# [WHAT YOU WILL DO]
Reproduce every line, starting at the one that contains "Would you be able to mark the red and" and ending at the last line of the data, exactly as it stands; pictures are omitted.

# [MATERIAL SHOWN]
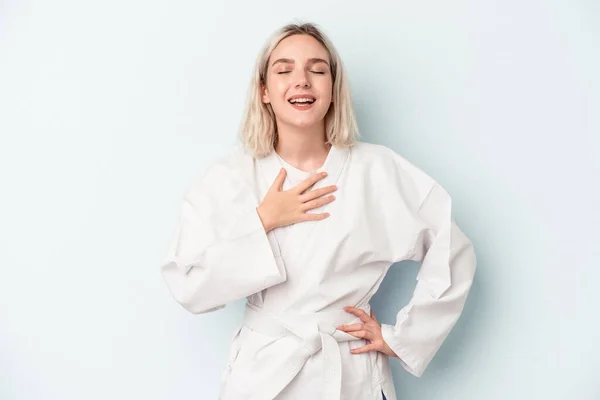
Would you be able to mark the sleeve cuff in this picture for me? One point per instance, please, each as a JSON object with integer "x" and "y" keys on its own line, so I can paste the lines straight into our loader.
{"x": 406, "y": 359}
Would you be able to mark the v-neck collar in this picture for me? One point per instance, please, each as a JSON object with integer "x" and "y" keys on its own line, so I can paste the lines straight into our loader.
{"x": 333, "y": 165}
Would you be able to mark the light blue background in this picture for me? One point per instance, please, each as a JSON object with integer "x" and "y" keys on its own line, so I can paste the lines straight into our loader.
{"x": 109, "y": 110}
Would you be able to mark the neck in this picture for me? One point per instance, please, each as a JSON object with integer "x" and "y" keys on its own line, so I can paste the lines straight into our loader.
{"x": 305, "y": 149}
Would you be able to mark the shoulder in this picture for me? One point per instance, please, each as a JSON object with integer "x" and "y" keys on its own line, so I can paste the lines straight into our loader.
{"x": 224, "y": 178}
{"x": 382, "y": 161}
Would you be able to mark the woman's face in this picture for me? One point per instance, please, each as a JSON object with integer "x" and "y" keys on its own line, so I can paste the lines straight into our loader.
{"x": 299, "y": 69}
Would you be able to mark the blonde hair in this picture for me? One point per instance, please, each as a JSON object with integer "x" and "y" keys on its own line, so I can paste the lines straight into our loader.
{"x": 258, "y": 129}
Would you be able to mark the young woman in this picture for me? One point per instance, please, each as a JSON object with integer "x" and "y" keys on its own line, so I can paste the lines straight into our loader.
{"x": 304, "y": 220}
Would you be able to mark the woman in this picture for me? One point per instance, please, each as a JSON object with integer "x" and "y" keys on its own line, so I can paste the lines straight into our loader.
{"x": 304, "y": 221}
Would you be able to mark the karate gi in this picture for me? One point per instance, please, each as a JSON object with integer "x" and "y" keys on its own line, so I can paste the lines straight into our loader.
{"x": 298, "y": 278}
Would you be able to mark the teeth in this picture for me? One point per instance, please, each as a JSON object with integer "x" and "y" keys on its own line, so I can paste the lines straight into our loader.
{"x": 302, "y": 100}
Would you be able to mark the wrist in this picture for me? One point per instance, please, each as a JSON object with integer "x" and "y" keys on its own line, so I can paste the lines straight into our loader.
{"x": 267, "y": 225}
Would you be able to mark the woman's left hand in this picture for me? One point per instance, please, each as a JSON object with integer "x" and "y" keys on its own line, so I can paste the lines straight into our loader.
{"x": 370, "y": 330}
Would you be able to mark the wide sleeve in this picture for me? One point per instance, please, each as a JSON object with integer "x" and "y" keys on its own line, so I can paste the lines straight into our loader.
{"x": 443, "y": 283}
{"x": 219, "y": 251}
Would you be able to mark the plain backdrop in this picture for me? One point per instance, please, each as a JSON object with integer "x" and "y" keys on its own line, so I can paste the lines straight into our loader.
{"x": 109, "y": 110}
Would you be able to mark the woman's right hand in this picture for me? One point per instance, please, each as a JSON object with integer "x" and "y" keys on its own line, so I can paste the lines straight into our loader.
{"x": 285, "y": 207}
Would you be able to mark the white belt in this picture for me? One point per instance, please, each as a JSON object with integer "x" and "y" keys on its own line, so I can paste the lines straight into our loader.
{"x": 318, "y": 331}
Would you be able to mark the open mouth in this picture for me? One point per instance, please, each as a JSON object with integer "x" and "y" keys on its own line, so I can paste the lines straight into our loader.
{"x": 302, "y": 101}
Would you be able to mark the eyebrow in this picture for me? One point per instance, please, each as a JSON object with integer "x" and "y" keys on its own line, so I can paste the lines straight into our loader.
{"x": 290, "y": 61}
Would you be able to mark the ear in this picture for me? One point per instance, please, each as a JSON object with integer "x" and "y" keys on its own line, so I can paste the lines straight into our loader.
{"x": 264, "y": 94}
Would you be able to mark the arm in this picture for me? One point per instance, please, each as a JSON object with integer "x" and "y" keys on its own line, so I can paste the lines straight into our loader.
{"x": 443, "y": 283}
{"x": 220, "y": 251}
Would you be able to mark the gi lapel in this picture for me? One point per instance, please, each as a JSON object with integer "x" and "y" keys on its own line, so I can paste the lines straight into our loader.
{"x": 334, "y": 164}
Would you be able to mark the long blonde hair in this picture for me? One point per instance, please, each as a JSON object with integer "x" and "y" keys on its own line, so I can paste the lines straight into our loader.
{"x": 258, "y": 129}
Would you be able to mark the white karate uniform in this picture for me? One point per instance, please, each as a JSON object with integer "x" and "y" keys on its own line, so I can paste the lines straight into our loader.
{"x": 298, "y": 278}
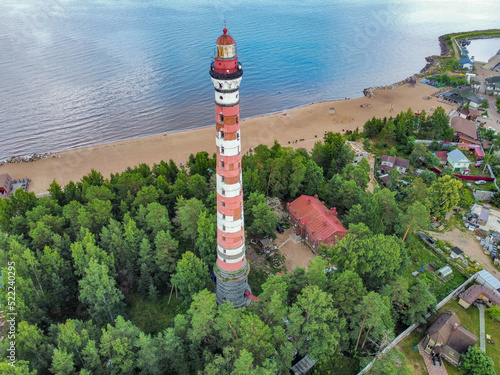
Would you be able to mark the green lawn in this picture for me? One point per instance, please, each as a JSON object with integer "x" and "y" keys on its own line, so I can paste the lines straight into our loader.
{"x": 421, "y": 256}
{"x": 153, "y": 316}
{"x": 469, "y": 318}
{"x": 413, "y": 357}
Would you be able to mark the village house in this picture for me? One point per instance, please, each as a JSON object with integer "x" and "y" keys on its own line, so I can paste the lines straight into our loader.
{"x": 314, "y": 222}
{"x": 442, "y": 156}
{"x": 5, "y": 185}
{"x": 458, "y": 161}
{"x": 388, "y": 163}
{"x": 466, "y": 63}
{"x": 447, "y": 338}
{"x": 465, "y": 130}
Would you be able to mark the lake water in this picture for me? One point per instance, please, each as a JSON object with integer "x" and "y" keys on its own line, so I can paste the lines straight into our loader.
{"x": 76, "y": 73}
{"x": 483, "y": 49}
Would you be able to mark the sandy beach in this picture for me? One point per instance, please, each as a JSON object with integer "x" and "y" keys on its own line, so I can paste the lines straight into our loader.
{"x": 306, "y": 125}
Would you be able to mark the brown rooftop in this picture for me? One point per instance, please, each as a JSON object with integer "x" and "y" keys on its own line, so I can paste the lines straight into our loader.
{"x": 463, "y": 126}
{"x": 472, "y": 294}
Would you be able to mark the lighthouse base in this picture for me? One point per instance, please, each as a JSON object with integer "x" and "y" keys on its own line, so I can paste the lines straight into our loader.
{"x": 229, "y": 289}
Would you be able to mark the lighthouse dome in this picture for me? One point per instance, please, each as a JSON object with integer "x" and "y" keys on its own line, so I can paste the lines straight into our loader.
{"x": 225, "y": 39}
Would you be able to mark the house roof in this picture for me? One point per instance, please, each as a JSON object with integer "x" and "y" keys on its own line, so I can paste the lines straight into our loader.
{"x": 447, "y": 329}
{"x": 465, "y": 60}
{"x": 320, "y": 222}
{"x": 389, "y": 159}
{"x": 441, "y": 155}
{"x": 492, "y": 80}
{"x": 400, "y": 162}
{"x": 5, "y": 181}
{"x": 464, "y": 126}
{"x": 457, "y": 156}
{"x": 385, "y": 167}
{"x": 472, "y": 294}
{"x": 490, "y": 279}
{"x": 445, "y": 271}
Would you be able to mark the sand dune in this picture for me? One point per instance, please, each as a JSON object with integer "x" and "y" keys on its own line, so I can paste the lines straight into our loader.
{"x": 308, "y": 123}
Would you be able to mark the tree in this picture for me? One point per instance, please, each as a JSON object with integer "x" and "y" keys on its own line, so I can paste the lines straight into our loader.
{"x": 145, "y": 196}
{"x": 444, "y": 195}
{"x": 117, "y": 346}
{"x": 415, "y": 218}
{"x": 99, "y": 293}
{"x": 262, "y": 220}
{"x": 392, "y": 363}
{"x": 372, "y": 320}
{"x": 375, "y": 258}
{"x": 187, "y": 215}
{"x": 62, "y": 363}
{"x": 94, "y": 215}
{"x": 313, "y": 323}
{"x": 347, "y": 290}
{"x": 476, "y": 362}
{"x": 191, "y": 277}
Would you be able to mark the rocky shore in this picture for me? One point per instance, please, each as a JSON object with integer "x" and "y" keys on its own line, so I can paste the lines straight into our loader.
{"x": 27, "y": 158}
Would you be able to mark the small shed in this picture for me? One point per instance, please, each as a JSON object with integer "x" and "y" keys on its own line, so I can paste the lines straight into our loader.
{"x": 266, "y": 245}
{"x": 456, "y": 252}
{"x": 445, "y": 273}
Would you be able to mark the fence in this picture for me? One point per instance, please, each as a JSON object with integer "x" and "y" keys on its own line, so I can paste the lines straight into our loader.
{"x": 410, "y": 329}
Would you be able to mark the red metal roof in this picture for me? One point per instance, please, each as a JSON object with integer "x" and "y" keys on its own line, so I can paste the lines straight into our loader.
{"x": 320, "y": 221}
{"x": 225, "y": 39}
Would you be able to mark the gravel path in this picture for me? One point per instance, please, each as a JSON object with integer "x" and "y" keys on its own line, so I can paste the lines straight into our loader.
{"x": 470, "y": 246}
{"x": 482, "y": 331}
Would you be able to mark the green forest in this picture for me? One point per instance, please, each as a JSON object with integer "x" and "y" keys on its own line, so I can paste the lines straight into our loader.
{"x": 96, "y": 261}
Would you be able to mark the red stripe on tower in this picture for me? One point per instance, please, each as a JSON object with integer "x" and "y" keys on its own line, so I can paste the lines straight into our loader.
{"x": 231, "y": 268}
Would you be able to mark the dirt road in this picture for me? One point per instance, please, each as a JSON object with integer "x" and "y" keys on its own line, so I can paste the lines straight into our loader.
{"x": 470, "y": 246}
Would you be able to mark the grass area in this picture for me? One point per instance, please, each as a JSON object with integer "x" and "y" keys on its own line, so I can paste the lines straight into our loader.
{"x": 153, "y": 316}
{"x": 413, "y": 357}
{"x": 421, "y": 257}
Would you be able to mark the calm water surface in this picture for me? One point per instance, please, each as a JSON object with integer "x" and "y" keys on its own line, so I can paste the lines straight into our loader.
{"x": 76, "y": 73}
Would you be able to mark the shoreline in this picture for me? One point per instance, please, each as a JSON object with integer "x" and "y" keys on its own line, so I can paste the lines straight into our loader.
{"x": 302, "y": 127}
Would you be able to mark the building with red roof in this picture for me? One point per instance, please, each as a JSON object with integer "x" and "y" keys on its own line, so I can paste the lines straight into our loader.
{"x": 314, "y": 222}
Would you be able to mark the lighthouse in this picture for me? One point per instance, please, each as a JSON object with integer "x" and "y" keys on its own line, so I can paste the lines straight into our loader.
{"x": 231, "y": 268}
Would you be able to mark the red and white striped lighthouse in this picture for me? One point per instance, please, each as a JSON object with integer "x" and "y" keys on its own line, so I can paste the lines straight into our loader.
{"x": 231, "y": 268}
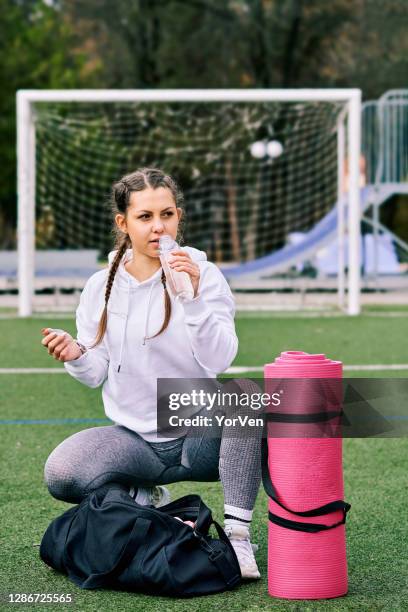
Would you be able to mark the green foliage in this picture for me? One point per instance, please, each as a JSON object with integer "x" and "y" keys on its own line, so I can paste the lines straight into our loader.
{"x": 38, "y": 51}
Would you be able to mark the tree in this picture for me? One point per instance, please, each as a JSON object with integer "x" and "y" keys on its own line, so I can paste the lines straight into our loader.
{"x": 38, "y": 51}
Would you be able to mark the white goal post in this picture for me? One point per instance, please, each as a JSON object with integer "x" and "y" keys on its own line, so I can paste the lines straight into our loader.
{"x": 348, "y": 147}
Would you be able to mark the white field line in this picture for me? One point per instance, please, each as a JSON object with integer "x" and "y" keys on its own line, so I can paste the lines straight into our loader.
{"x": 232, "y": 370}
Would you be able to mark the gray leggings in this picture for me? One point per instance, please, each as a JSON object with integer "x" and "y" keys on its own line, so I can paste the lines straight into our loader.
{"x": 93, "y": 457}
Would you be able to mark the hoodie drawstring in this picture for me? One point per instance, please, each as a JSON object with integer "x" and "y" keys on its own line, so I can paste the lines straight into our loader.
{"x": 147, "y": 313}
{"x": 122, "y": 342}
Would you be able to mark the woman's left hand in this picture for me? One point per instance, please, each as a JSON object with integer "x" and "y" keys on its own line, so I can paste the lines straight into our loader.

# [OUTPUT OF THE EXERCISE]
Would you be able to mark the red and white striped lighthouse in this picture for me? One point per instance, please, each as a JSON object with integer "x" and "y" keys on its own line, so I can paste the lines straight into our loader.
{"x": 231, "y": 268}
Would you be able to mark the green foliage in this picture for me? One point per instance, please, each as a JSON object with integer "x" and "y" keys on its own line, so I can paste the lines straight into our loader.
{"x": 38, "y": 51}
Would you be able to mark the tree in this picture for me? One point per instance, please, each as a JSON object with integer "x" and "y" keys on its own line, so I can paste the lines straight into our loader.
{"x": 38, "y": 51}
Would you be able to mark the white goal post in this picture for me? One point per instance, please, each as a JSON object with integer "x" and "y" keys on its own line, so I can paste the lines straight into our loader.
{"x": 348, "y": 147}
Would you be able to mark the white field line in this picture for me? One point per instance, please, each as a JSON object with integer "x" and "y" keys on its own line, so I can paste the lines straight into our loader.
{"x": 232, "y": 370}
Would you be able to mark the gray leggings in this picture for me? One point per instance, please, each as a JSON object with integer "x" and "y" keys on its own line, so I can paste the lines straight into our loader.
{"x": 93, "y": 457}
Would you be able to mark the hoodie drawstring in this picture for me? One point per instance, please, each as a JSON object with integer "x" and "y" keys on its own line, so I can paste the lines straight into our loader.
{"x": 147, "y": 313}
{"x": 122, "y": 342}
Would you be able to mark the woman's left hand in this picture for me? One point per instance, please, each as a JSON object with integer "x" and "y" keys on its own line, so I can paste the lines straight into our loader.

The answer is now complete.